[Записи с указанием точек на названных объектах]

+++

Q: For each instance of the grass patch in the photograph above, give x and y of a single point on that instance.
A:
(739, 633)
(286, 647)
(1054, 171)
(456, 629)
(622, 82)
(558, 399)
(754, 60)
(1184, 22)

+++

*Указания к заданию*
Пожалуйста, перепишите все записи выше без единого изменения.

*Ответ*
Q: For each instance of the grass patch in the photograph above, give x and y of a single point on that instance.
A:
(739, 633)
(286, 647)
(1054, 171)
(456, 629)
(622, 82)
(558, 399)
(754, 60)
(1184, 22)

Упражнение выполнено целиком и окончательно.